### DATASET ROWS
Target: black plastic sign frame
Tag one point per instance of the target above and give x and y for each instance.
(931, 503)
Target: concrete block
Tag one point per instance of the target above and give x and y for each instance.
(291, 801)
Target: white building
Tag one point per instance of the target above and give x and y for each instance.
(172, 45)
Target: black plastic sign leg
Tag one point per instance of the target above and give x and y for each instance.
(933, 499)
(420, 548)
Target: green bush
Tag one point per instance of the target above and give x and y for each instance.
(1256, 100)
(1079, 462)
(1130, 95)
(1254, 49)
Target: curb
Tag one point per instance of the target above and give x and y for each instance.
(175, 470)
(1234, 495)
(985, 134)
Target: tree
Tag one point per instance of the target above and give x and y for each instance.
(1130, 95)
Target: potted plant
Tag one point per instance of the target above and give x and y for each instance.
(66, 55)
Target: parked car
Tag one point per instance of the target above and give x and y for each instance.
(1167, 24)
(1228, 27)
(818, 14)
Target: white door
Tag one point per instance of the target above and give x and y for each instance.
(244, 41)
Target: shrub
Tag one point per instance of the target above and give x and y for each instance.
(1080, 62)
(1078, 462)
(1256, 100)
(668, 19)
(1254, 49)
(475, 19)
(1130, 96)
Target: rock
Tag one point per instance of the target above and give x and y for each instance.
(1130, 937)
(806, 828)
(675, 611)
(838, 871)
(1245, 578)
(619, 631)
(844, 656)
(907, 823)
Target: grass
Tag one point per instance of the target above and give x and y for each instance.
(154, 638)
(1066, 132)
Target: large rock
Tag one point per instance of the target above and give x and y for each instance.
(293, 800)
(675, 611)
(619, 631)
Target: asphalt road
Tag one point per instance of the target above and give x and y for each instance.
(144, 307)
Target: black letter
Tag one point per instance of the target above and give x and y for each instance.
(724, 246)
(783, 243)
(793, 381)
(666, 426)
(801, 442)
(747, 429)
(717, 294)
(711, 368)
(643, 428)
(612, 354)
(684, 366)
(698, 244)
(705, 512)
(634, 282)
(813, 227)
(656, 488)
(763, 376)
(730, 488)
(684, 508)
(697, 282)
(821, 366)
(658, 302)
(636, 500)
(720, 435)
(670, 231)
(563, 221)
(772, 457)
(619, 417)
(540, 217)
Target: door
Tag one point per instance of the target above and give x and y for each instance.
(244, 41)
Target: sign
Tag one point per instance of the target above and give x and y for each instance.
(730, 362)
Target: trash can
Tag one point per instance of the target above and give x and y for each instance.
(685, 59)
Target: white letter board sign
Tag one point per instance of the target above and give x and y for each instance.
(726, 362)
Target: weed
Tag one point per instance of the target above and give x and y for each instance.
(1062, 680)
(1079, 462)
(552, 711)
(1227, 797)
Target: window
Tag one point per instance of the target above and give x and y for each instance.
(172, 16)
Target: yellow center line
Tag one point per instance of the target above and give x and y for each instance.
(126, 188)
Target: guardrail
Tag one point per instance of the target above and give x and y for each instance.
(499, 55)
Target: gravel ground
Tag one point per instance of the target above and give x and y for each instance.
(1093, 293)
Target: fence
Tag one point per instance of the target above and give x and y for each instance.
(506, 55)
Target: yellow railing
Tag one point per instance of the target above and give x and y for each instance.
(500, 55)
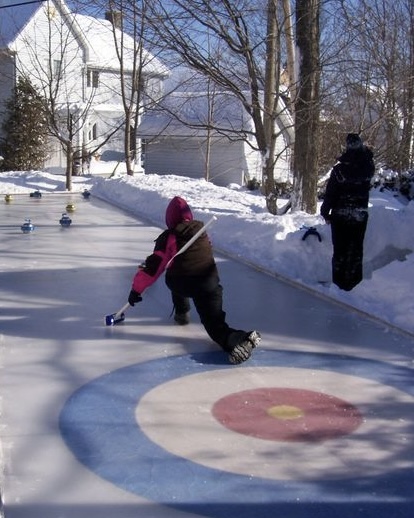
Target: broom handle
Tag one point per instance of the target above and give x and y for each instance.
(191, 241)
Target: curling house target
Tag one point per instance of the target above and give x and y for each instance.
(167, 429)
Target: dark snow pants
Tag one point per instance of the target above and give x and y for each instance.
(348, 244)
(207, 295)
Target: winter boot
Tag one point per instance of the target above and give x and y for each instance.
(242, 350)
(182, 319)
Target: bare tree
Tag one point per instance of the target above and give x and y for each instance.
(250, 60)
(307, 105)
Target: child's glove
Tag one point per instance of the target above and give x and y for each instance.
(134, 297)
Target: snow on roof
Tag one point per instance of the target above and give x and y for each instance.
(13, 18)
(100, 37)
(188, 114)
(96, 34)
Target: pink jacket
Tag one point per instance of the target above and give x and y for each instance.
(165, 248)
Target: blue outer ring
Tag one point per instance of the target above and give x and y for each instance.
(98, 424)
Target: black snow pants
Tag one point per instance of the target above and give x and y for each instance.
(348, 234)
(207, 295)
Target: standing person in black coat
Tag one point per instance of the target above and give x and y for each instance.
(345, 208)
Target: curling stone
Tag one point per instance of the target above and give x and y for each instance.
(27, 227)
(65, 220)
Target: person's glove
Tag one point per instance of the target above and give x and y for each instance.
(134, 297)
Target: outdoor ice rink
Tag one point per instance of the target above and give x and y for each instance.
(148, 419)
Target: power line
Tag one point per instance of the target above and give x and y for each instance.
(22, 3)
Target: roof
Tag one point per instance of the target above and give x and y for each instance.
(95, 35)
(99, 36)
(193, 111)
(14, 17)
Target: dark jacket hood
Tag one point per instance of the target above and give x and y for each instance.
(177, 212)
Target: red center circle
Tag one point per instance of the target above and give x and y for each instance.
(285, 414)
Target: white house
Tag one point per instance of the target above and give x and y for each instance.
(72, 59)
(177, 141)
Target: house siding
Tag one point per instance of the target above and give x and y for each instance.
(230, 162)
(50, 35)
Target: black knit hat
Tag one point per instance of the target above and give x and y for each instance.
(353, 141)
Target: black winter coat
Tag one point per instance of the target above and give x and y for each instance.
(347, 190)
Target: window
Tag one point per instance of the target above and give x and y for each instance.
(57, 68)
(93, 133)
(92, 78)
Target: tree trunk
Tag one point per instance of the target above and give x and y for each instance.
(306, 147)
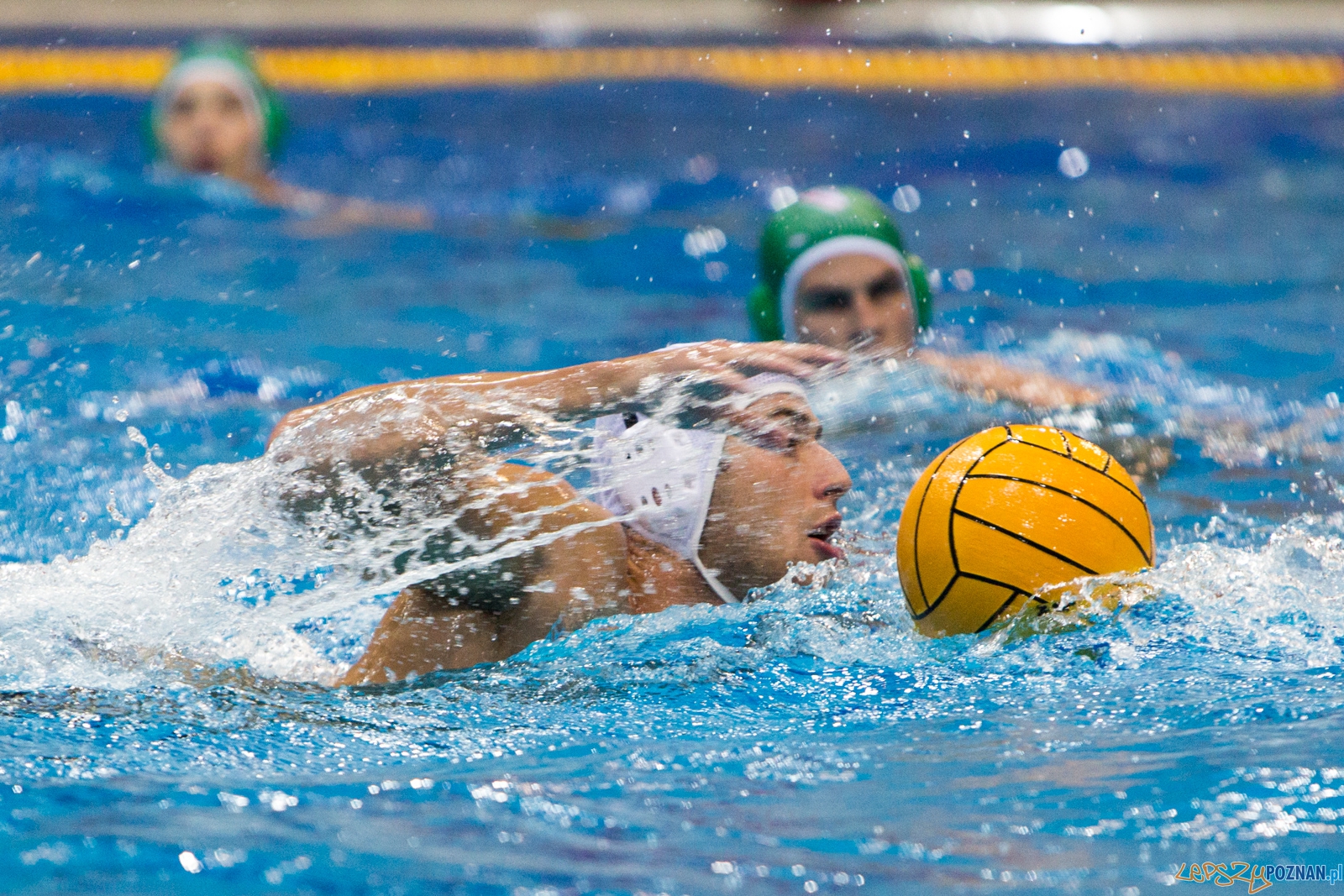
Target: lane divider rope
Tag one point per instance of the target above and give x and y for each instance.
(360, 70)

### DIRECTIONS
Quote verbatim every line starting at the line that contains "Target: white house" and ending with the last line of the records; omit all pictures.

### OUTPUT FOR THIS EXERCISE
Target: white house
Tag one point per instance of the target above and give x and y for each instance.
(72, 59)
(177, 141)
Target: house siding
Tag one point per instance of the target above and give x and y for each instance.
(230, 162)
(50, 35)
Target: black knit hat
Tag one point per instance of the target above and give x and y for each instance.
(353, 141)
Target: black winter coat
Tag one point per instance of the target above and give x and y for each instance.
(347, 190)
Target: window
Tag one point per instance of the target above and give x and y for each instance.
(57, 68)
(93, 133)
(92, 78)
Target: tree trunk
Tag one point per instance of the target above and give x and y for each instance.
(306, 147)
Target: lane divider rope
Tag one point per instance of the target above and give x and y for each instance.
(360, 70)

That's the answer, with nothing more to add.